What to do: From the records below, please repeat exactly the line that has "Target: countertop", the line that has "of the stainless", and every line between them, and nothing else.

Material for this exercise:
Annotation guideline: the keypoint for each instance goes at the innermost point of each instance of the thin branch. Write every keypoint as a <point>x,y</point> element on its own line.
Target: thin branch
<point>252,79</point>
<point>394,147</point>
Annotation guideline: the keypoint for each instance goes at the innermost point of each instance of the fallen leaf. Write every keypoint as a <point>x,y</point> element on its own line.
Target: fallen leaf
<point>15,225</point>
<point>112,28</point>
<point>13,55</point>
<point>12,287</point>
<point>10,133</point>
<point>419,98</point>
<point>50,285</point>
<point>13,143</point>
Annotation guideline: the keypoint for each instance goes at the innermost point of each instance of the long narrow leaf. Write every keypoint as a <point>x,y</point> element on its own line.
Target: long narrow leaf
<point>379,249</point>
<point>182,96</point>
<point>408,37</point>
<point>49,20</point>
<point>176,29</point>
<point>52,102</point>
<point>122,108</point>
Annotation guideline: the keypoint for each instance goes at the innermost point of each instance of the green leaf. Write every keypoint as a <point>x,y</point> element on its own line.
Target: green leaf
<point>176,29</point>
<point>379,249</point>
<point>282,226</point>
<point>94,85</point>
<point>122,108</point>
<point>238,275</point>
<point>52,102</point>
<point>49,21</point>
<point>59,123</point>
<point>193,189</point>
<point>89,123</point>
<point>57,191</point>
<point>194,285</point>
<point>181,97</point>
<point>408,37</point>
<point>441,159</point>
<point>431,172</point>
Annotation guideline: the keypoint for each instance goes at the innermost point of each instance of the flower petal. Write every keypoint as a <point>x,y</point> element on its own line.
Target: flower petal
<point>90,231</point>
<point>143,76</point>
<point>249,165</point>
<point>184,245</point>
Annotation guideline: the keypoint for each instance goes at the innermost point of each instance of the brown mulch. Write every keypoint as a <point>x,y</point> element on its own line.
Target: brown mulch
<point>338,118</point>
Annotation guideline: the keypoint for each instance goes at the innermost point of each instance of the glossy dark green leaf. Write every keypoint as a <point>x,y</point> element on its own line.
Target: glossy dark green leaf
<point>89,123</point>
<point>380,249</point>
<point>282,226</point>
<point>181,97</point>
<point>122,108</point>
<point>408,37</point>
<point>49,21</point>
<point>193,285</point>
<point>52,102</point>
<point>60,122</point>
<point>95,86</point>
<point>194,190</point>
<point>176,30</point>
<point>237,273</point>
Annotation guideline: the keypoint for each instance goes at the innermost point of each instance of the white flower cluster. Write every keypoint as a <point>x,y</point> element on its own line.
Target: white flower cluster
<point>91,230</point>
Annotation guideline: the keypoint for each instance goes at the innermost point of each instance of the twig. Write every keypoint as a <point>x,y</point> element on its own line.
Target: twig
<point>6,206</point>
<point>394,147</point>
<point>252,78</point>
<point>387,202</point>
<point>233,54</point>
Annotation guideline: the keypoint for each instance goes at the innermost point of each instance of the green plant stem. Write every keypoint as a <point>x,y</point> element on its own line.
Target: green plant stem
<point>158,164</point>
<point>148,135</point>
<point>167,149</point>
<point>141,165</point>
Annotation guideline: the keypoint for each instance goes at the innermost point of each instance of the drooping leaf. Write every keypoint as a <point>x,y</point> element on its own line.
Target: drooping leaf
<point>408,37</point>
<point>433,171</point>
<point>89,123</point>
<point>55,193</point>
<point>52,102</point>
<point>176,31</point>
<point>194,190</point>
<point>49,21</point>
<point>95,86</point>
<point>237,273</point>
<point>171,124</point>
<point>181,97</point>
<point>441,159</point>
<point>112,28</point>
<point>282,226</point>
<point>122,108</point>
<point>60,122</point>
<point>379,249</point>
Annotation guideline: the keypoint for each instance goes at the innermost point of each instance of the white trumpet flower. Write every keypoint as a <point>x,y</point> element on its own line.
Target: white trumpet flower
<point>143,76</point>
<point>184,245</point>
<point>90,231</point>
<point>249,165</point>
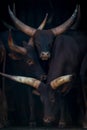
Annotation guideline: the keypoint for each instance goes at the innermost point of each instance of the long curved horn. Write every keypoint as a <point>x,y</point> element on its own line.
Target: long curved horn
<point>14,47</point>
<point>77,21</point>
<point>60,81</point>
<point>25,80</point>
<point>20,25</point>
<point>63,27</point>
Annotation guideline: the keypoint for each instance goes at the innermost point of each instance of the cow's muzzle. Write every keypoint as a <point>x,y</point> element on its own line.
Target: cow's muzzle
<point>45,55</point>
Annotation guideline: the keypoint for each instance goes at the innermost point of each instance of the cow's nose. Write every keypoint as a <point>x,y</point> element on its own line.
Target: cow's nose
<point>45,55</point>
<point>43,77</point>
<point>48,119</point>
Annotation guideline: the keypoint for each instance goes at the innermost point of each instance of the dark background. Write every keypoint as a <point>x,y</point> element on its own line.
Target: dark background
<point>32,12</point>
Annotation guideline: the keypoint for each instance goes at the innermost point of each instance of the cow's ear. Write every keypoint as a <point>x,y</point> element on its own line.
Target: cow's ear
<point>14,56</point>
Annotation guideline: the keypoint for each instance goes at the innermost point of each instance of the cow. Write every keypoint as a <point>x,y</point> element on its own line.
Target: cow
<point>43,39</point>
<point>24,66</point>
<point>62,94</point>
<point>3,101</point>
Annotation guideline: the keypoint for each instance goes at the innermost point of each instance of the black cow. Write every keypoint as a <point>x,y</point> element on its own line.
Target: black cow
<point>63,101</point>
<point>3,102</point>
<point>21,103</point>
<point>43,39</point>
<point>20,58</point>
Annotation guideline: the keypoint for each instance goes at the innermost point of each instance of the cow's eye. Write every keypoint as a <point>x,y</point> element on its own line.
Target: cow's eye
<point>30,62</point>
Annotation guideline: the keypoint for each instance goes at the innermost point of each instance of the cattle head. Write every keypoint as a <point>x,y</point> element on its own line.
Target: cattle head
<point>48,94</point>
<point>43,39</point>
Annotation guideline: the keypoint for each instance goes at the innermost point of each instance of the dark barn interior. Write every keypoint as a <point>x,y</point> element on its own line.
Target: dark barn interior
<point>17,98</point>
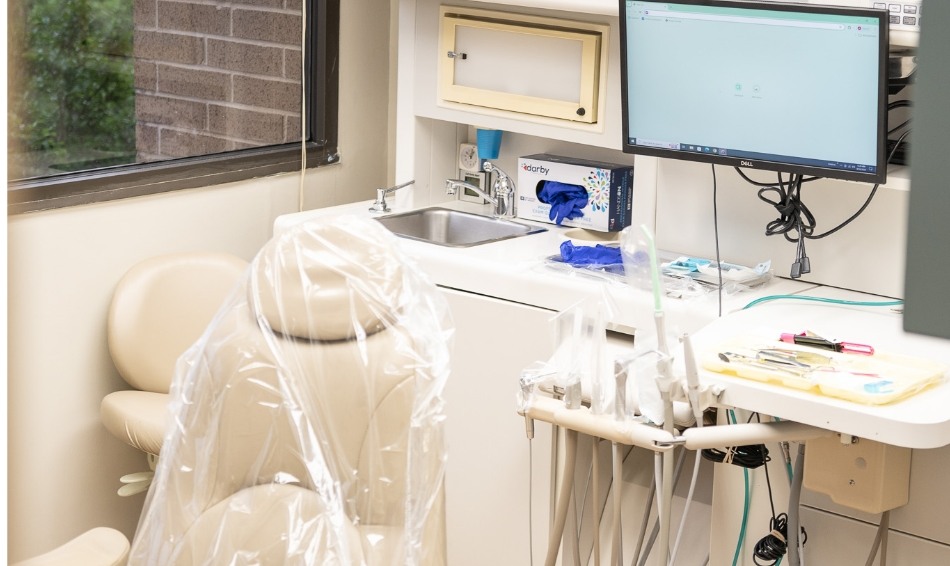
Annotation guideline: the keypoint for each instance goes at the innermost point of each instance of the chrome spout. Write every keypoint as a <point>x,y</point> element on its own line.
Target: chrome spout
<point>453,185</point>
<point>503,188</point>
<point>380,204</point>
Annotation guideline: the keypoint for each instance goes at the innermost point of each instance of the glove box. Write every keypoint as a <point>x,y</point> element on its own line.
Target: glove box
<point>575,192</point>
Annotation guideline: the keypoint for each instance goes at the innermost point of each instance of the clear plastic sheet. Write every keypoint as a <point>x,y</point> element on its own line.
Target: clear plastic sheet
<point>308,420</point>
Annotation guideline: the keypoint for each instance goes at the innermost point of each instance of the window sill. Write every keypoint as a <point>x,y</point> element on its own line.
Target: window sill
<point>160,177</point>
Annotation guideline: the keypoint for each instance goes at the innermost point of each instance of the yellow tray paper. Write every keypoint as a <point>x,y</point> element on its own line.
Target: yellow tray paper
<point>873,380</point>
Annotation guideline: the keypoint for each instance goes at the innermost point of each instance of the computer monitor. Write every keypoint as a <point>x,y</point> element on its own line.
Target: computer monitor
<point>794,88</point>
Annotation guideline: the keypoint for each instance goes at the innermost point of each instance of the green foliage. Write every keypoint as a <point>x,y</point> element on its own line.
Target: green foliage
<point>71,76</point>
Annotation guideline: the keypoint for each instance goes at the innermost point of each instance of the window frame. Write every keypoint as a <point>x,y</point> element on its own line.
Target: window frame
<point>321,57</point>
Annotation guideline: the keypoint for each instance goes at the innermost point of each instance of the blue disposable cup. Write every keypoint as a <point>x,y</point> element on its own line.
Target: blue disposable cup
<point>489,143</point>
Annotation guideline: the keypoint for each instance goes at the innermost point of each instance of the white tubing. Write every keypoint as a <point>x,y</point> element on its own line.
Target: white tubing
<point>617,555</point>
<point>603,426</point>
<point>689,499</point>
<point>595,495</point>
<point>564,497</point>
<point>750,433</point>
<point>666,508</point>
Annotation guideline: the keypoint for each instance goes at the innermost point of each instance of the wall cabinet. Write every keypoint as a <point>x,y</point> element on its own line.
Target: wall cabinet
<point>530,65</point>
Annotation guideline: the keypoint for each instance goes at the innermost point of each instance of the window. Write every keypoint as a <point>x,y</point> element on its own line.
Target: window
<point>116,98</point>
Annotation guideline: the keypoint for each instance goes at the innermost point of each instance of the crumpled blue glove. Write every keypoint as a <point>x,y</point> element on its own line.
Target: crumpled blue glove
<point>600,254</point>
<point>567,201</point>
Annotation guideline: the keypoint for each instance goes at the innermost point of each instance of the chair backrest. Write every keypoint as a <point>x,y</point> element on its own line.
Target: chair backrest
<point>160,307</point>
<point>312,411</point>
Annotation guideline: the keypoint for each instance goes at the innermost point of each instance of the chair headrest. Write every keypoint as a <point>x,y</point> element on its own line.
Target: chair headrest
<point>328,279</point>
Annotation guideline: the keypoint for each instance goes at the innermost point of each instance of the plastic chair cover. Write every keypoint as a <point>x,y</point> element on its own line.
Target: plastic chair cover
<point>308,419</point>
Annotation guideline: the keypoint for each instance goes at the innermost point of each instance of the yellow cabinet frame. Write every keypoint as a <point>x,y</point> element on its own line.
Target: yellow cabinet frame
<point>587,40</point>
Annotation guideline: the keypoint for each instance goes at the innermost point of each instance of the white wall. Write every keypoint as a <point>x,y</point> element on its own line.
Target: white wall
<point>63,467</point>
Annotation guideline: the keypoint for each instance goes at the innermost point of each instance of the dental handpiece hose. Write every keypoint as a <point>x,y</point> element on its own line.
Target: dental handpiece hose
<point>664,384</point>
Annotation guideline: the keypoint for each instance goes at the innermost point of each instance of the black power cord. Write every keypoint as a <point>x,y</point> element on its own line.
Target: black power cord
<point>751,456</point>
<point>796,223</point>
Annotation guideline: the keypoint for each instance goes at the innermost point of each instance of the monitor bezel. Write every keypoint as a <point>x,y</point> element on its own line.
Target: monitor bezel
<point>879,176</point>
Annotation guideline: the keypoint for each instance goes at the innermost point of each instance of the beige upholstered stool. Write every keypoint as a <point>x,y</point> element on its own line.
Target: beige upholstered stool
<point>160,307</point>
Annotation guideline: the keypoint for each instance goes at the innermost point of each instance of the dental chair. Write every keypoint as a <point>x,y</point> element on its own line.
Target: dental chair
<point>101,546</point>
<point>308,423</point>
<point>159,308</point>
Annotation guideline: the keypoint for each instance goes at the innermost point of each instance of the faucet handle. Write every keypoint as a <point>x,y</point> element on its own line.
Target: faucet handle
<point>380,204</point>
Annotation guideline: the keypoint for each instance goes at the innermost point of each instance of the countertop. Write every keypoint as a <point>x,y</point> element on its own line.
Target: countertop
<point>515,270</point>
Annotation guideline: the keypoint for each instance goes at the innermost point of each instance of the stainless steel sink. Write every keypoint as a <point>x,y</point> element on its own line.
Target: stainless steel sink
<point>454,228</point>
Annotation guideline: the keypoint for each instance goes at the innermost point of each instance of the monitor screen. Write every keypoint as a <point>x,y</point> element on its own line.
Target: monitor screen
<point>784,87</point>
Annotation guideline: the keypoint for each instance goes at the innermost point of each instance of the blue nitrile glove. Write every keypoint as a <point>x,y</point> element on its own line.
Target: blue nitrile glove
<point>566,200</point>
<point>590,255</point>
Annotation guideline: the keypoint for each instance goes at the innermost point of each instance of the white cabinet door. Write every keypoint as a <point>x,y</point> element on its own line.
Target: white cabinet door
<point>487,473</point>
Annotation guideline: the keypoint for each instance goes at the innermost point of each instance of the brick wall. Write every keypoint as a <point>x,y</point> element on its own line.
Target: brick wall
<point>214,76</point>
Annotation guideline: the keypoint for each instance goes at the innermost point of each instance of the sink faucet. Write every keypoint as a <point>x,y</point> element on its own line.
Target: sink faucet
<point>501,194</point>
<point>453,185</point>
<point>380,204</point>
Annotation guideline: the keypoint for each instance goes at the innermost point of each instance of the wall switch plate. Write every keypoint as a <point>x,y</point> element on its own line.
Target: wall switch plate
<point>468,159</point>
<point>477,178</point>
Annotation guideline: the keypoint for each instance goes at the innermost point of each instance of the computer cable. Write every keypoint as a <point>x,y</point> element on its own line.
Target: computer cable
<point>796,223</point>
<point>767,298</point>
<point>716,233</point>
<point>890,156</point>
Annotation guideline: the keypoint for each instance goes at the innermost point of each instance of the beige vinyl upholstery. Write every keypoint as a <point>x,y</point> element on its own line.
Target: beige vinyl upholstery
<point>160,307</point>
<point>308,422</point>
<point>101,546</point>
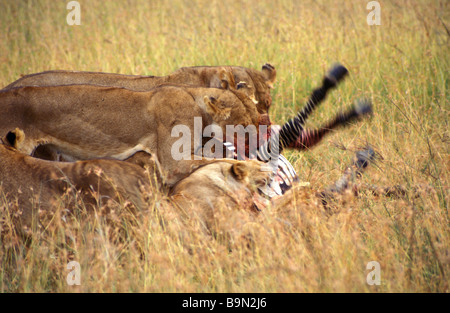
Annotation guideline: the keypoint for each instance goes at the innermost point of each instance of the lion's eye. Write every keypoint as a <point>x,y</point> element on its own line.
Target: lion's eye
<point>241,85</point>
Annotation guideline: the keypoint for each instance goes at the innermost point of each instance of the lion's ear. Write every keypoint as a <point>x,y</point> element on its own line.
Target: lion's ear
<point>224,79</point>
<point>215,109</point>
<point>270,74</point>
<point>240,170</point>
<point>14,138</point>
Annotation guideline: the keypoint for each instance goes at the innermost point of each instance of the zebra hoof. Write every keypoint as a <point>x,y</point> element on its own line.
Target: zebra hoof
<point>337,73</point>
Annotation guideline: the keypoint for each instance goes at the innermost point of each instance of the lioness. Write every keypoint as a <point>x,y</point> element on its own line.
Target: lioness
<point>255,84</point>
<point>84,122</point>
<point>37,186</point>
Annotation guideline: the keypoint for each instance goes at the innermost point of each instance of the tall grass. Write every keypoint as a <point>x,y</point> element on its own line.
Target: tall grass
<point>402,65</point>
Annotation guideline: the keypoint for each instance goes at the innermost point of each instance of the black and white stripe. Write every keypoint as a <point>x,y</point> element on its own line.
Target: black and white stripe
<point>293,128</point>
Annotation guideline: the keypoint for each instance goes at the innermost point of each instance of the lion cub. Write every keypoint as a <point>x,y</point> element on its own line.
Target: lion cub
<point>34,186</point>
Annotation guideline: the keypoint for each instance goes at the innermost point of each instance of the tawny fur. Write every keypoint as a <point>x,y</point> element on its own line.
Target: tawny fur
<point>256,85</point>
<point>82,122</point>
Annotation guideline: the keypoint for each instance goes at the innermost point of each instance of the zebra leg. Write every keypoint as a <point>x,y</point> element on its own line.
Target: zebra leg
<point>310,137</point>
<point>291,130</point>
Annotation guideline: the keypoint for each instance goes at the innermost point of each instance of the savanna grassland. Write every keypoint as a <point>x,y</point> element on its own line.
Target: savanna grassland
<point>402,65</point>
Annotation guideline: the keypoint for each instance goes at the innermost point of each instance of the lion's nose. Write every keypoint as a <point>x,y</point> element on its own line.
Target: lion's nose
<point>264,120</point>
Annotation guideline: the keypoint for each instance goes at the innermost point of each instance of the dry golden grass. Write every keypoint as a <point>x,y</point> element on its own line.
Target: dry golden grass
<point>401,65</point>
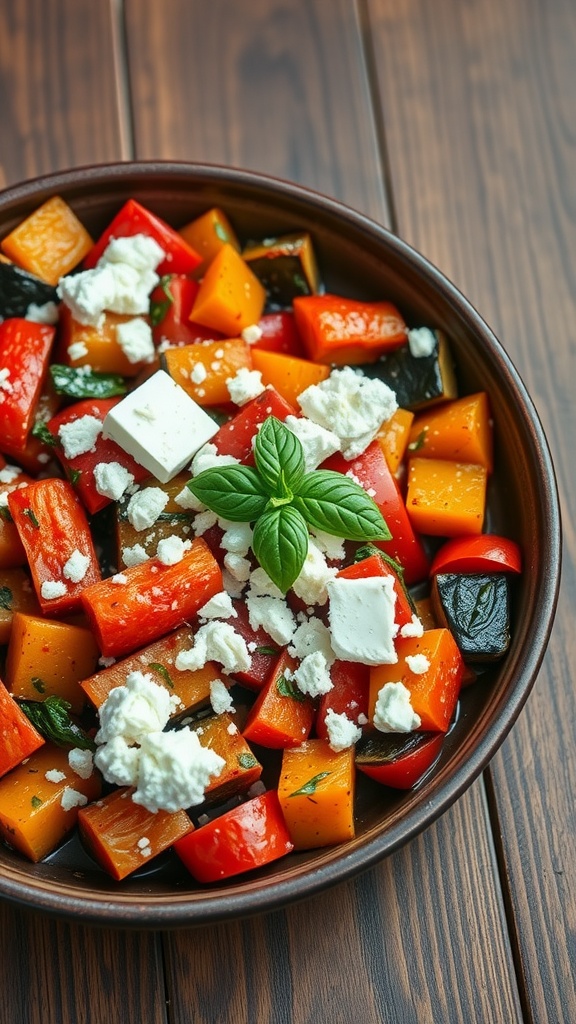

Solution to this problem:
Target: countertop
<point>515,270</point>
Annotation guideline: the keypoint for each instance goes at the innermost point of each instance of the stainless steel sink. Write every keypoint as a <point>x,y</point> element on its own line.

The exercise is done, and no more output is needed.